### Task to complete:
Restate the listing below word for word; no picture is to be carried over.

### Recorded information:
----

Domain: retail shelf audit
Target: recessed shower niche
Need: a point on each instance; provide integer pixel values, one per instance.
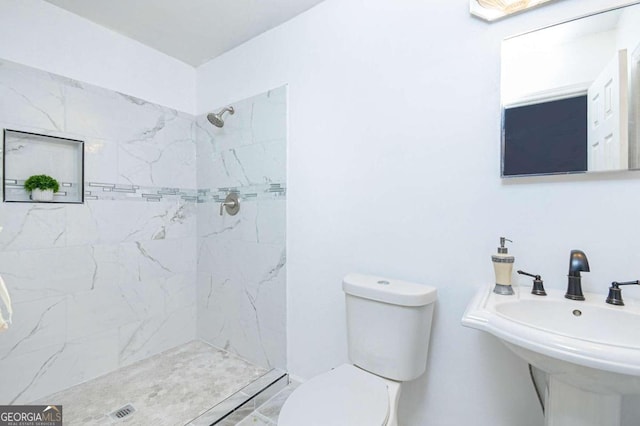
(29, 154)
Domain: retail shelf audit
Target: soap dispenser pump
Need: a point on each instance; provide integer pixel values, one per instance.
(503, 267)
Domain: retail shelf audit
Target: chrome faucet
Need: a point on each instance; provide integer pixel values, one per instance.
(577, 263)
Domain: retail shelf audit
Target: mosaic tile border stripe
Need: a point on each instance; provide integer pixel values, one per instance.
(115, 191)
(246, 193)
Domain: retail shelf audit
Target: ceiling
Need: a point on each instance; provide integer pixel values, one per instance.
(193, 31)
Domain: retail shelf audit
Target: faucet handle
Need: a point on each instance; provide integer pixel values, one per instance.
(538, 287)
(578, 262)
(615, 294)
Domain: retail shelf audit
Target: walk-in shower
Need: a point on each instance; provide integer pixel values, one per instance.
(216, 118)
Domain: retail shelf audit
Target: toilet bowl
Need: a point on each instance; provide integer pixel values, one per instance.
(344, 396)
(388, 329)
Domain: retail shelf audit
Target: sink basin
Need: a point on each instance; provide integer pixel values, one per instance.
(590, 350)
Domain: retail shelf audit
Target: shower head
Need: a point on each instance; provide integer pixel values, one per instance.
(216, 119)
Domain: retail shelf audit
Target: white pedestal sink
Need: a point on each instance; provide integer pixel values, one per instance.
(589, 349)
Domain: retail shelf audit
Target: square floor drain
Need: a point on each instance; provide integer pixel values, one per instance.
(123, 412)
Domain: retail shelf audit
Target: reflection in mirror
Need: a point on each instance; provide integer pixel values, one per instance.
(570, 96)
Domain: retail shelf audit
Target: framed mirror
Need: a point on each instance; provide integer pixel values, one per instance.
(570, 96)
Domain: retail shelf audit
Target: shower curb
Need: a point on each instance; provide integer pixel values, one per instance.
(242, 403)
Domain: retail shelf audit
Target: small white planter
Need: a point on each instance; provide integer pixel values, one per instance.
(40, 195)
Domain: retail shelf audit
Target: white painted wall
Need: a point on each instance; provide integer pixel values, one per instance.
(394, 129)
(38, 34)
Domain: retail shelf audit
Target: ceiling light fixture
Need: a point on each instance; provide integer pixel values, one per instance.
(495, 9)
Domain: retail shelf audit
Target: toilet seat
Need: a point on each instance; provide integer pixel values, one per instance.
(344, 396)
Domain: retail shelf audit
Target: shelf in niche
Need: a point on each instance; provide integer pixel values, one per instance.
(26, 154)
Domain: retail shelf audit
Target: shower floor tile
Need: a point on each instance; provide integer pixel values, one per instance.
(170, 388)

----

### Solution to this task:
Domain: retail shelf audit
Target: recessed shower niche
Need: a point on each instance; provide integer pixel values, one per instance.
(29, 154)
Domain: retail shelf audit
Target: soap dispenser pump
Need: a point on each instance; provide integer pixel values, one per instance.
(503, 267)
Domain: retail shelf audit
Target: chrome faucet
Need: a point on each instance; provide integer pixel values, one per instance.
(577, 263)
Domain: retail shelf audit
Target: mosaic tile border stripe
Need: a point on each instance; provide integer pixel values, one per instance.
(115, 191)
(246, 193)
Domain: retail shelf audit
Target: ceiling
Need: a point on each instance; provide integer pixel values, one per instance.
(193, 31)
Domain: retail shelf audit
Target: faucet handle
Need: a point on each instance; provide integer pixel values, one per instance.
(538, 287)
(578, 262)
(615, 294)
Domain: retail shelf audit
Target: walk-in shower
Need: a point on each instance; provide integer pixel values, one per instance.
(216, 118)
Domain: retail shelf audit
Target: toilet bowl
Need: a point on each instance; provide integer pixel values, one per instance.
(344, 396)
(388, 329)
Domain: retail shelf audit
Target: sink basin
Need: a point on each instance; provide integer pixel values, one per instance.
(590, 350)
Domain: retail shelf audit
Target: shower head
Need: a point on each instance; provide integer pixel values, one per instance.
(216, 119)
Domain: retail shelf audit
Target: white pedestal sink
Need: a point on each instance; provide integer pixel values, one per instance.
(589, 349)
Domain: retail shelf audit
Target: square floor drain
Need: a point on each instance; provide integer pixel values, one per instance.
(123, 412)
Domain: retail shelf audit
Target: reflection in mirror
Need: a point on each instance; provide integer pixel values, one per instance.
(570, 96)
Domain: retail shelf audit
Target: framed mirror
Need: a point on each instance; provide integer pixel values, one per instance.
(570, 96)
Domain: retail shelf audit
Target: shower curb
Need: a point on each instance; provide integer pixel values, one per instance.
(242, 403)
Domain: retail shelf audit
Target: small white planter
Need: a point on each instance; provide integer pixel values, one per instance.
(40, 195)
Domain: retail shelf audit
Target: white painted wall
Need: a point on each instance; provide integer pixel values, one per instance.
(394, 129)
(38, 34)
Domain: retail shelf audit
Target: ceiling light fixture
Need: a point on each instance; provide integer pixel values, one per instance.
(495, 9)
Domain: retail shelf audit
Target: toilet seat
Need: a point on each instance; provide integer pixel values, one per instance.
(344, 396)
Domain: retail shelf audit
Target: shelf in niche
Need: a point on each instance; provide integer pixel values, one per instance.
(26, 154)
Domain: retail shelf audit
Target: shower floor tile
Need: a point on each instance; provide integer pixel values, one per instance.
(170, 388)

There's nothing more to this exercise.